§ SOURCE MATERIAL
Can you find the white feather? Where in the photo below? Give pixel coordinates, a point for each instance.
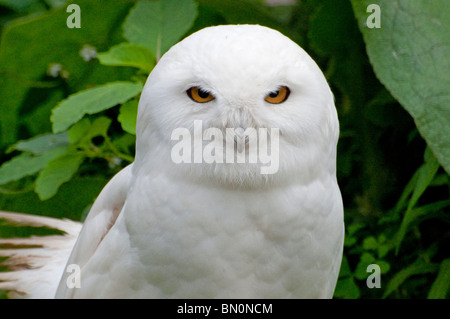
(198, 230)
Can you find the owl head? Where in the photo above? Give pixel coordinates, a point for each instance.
(238, 105)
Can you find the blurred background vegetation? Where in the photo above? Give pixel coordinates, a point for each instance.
(68, 100)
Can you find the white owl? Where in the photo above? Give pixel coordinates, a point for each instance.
(212, 226)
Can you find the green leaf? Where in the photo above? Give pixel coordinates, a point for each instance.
(92, 101)
(26, 164)
(43, 143)
(71, 200)
(128, 54)
(128, 115)
(57, 172)
(157, 25)
(409, 54)
(441, 285)
(370, 243)
(361, 268)
(415, 214)
(27, 50)
(79, 130)
(419, 267)
(425, 176)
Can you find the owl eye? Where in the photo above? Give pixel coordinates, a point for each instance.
(199, 95)
(278, 96)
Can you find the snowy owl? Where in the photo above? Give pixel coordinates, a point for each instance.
(233, 191)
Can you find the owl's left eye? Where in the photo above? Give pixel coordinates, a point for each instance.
(278, 96)
(199, 95)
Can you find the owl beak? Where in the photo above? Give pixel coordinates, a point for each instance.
(240, 139)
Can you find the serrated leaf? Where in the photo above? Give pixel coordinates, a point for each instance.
(27, 50)
(92, 101)
(127, 116)
(409, 54)
(128, 54)
(370, 243)
(57, 171)
(42, 143)
(79, 130)
(441, 284)
(157, 25)
(26, 164)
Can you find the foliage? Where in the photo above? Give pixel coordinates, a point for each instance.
(69, 106)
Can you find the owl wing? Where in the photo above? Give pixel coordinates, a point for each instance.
(101, 218)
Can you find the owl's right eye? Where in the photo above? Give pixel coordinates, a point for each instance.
(199, 95)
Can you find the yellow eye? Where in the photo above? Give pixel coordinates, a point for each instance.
(278, 96)
(199, 95)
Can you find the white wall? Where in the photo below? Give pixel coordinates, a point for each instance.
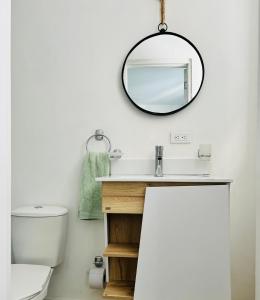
(5, 148)
(257, 280)
(67, 58)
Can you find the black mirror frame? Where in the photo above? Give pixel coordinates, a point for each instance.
(146, 38)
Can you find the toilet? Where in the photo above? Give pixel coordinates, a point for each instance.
(38, 243)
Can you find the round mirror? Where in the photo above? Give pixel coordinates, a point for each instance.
(163, 73)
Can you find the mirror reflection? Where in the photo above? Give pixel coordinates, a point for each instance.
(163, 73)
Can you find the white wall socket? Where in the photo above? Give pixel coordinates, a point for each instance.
(180, 138)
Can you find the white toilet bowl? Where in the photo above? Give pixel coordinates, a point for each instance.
(38, 243)
(30, 282)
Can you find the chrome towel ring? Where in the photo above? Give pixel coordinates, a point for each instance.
(99, 136)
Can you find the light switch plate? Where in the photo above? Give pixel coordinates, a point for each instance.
(180, 138)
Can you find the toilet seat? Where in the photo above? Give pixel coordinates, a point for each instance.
(29, 282)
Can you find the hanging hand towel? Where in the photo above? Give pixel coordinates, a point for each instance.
(94, 165)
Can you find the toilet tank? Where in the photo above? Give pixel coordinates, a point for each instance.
(39, 235)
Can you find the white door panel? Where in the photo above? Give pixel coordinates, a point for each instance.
(184, 249)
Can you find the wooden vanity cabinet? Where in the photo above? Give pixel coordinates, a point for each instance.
(123, 206)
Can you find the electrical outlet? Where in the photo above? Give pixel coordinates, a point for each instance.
(180, 138)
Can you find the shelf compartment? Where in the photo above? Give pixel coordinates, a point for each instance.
(122, 250)
(119, 290)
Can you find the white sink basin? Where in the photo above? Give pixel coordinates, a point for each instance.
(166, 178)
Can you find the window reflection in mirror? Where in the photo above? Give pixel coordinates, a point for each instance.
(163, 73)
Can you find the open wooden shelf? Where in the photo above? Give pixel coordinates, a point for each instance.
(122, 250)
(119, 290)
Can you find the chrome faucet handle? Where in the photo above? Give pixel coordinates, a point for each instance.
(158, 151)
(158, 161)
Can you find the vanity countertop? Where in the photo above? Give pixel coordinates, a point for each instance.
(166, 178)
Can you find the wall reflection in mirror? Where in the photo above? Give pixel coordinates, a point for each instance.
(163, 73)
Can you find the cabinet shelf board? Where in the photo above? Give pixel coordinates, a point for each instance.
(122, 250)
(119, 290)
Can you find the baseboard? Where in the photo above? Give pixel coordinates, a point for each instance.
(60, 298)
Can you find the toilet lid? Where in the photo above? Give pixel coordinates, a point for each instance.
(28, 280)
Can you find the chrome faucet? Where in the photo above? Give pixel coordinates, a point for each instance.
(158, 161)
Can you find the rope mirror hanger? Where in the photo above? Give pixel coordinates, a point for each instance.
(162, 27)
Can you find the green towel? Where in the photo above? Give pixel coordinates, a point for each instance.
(94, 165)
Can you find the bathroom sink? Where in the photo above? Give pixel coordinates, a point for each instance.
(165, 178)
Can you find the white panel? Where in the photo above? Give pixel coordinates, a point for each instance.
(5, 149)
(184, 250)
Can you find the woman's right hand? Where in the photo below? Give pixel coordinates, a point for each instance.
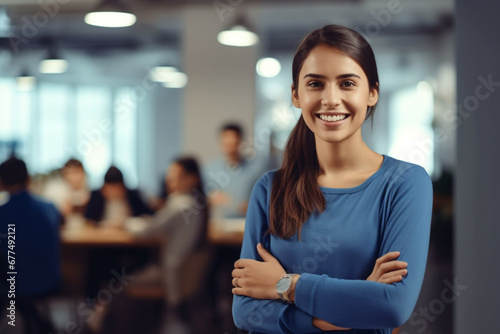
(387, 270)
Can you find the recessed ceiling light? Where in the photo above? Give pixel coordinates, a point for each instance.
(110, 14)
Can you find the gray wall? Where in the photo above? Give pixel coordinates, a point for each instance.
(477, 205)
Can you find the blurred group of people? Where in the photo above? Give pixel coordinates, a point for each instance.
(192, 194)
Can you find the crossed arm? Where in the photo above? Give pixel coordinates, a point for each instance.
(257, 279)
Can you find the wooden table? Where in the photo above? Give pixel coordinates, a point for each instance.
(78, 240)
(227, 232)
(91, 236)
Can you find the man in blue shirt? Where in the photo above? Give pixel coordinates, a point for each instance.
(29, 245)
(229, 180)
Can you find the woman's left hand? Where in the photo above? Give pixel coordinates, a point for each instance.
(257, 279)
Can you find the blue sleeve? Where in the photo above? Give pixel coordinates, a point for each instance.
(366, 304)
(265, 316)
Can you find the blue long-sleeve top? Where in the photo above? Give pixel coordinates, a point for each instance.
(390, 211)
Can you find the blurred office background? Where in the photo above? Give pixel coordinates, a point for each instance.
(113, 100)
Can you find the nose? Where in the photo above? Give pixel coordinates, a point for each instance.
(331, 97)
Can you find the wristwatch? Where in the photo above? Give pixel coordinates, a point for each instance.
(283, 287)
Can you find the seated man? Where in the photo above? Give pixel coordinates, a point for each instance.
(29, 229)
(114, 202)
(69, 191)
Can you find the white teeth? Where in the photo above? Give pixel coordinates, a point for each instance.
(334, 118)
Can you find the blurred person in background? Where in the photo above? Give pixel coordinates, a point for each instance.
(182, 223)
(30, 245)
(229, 180)
(109, 208)
(114, 202)
(69, 192)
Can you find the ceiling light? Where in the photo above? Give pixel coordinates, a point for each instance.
(176, 80)
(239, 34)
(161, 73)
(168, 76)
(110, 14)
(25, 82)
(4, 23)
(53, 64)
(268, 67)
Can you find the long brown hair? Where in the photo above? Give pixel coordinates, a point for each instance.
(295, 192)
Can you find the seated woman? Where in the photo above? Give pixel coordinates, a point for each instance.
(110, 207)
(182, 221)
(69, 191)
(114, 202)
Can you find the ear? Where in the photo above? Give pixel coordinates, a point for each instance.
(295, 97)
(373, 96)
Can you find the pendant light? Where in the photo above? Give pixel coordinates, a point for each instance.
(239, 33)
(110, 14)
(53, 63)
(25, 81)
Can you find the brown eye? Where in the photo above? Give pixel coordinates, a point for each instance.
(315, 84)
(348, 84)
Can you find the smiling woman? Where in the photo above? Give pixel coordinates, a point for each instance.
(329, 235)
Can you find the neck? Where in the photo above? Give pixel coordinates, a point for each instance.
(12, 190)
(350, 154)
(234, 159)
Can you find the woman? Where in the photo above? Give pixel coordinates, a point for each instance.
(333, 210)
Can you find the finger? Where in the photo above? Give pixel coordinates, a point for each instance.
(237, 272)
(242, 263)
(388, 257)
(392, 279)
(398, 273)
(392, 265)
(238, 291)
(264, 254)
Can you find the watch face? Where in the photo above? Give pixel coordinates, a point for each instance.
(283, 284)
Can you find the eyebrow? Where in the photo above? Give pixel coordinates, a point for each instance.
(341, 76)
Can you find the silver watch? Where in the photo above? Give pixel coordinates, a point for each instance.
(283, 287)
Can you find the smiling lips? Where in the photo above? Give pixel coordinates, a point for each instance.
(332, 118)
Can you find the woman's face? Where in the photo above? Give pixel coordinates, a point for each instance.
(333, 93)
(178, 180)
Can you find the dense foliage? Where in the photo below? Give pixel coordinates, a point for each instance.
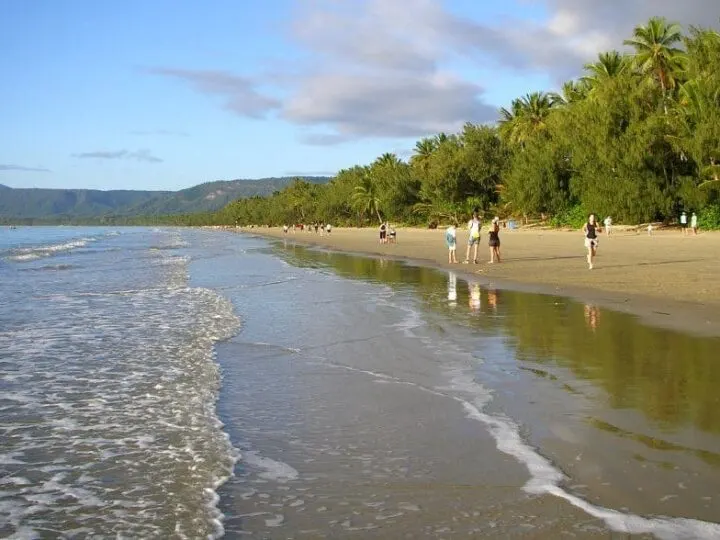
(636, 137)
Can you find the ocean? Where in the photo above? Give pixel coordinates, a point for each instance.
(186, 383)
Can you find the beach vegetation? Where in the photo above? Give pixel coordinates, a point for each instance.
(635, 136)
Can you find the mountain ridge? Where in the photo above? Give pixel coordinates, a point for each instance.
(48, 204)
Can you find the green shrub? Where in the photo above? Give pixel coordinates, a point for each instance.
(574, 217)
(709, 217)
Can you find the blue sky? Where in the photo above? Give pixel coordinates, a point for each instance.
(167, 94)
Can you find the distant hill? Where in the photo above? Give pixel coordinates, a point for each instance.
(49, 204)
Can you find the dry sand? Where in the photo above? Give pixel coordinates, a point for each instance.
(668, 279)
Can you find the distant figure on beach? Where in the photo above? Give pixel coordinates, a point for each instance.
(452, 289)
(608, 225)
(591, 240)
(474, 296)
(494, 240)
(474, 239)
(592, 316)
(451, 243)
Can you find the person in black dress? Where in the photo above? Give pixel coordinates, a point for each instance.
(494, 240)
(591, 230)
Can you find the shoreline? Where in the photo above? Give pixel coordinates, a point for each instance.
(656, 302)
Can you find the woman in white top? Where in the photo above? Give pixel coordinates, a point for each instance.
(474, 239)
(591, 230)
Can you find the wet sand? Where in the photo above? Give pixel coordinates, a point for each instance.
(374, 399)
(669, 280)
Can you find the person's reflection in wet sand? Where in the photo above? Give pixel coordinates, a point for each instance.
(592, 316)
(452, 289)
(492, 299)
(474, 297)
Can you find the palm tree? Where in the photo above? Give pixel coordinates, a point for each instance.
(527, 118)
(388, 159)
(609, 65)
(366, 197)
(656, 55)
(424, 149)
(572, 92)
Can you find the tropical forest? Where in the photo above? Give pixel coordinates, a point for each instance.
(635, 137)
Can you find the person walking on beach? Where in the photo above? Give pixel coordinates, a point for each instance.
(474, 240)
(591, 240)
(494, 240)
(608, 225)
(451, 243)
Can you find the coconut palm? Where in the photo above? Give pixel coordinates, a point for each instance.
(424, 149)
(609, 65)
(572, 92)
(366, 196)
(388, 159)
(527, 117)
(656, 54)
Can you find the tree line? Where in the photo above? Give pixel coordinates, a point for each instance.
(636, 137)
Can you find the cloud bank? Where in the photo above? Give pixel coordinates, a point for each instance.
(20, 168)
(383, 68)
(137, 155)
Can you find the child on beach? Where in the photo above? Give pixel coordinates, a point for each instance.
(450, 242)
(474, 240)
(590, 229)
(608, 225)
(494, 240)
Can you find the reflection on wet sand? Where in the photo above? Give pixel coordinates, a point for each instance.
(638, 406)
(493, 299)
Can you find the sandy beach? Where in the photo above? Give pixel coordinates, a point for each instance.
(668, 279)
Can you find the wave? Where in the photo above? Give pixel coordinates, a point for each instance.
(545, 478)
(33, 253)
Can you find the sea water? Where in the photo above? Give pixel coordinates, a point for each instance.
(108, 386)
(184, 383)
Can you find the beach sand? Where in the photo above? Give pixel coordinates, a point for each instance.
(667, 279)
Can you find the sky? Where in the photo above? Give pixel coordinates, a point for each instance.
(167, 94)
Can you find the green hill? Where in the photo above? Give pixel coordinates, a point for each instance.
(49, 204)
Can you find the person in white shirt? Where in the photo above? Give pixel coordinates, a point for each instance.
(608, 225)
(451, 242)
(474, 239)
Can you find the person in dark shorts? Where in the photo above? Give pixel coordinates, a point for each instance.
(494, 240)
(591, 230)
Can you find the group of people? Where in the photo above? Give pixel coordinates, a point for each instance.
(474, 226)
(388, 234)
(322, 228)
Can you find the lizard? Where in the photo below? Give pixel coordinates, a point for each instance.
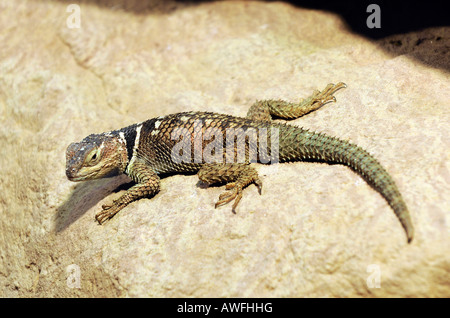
(144, 151)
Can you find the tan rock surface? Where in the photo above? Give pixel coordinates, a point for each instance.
(317, 230)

§ STATED GOAL
Print the listing word for word, starting at the line that has "Can you find the person in white" and stopping after its final line, with the pictures left out.

§ THE RESULT
Can you find the person in white shirt? Where in the photo above? Give pixel coordinates, a point for each instance.
(608, 225)
(451, 242)
(474, 239)
Can you find the person in dark shorts? Where in the photo above? Give pixel coordinates, a point for each instance.
(494, 240)
(591, 230)
Can you find the group of people? Where in the photo above? Give pixel coordinates, a point for each instance.
(474, 226)
(388, 234)
(322, 228)
Can you find the lizard? Where in the photo below? Give pixel coordinates, a point for each instance.
(144, 151)
Can you find the tan rock surface? Where in the photo above? Give pixel coordinates, a point for each instance.
(317, 230)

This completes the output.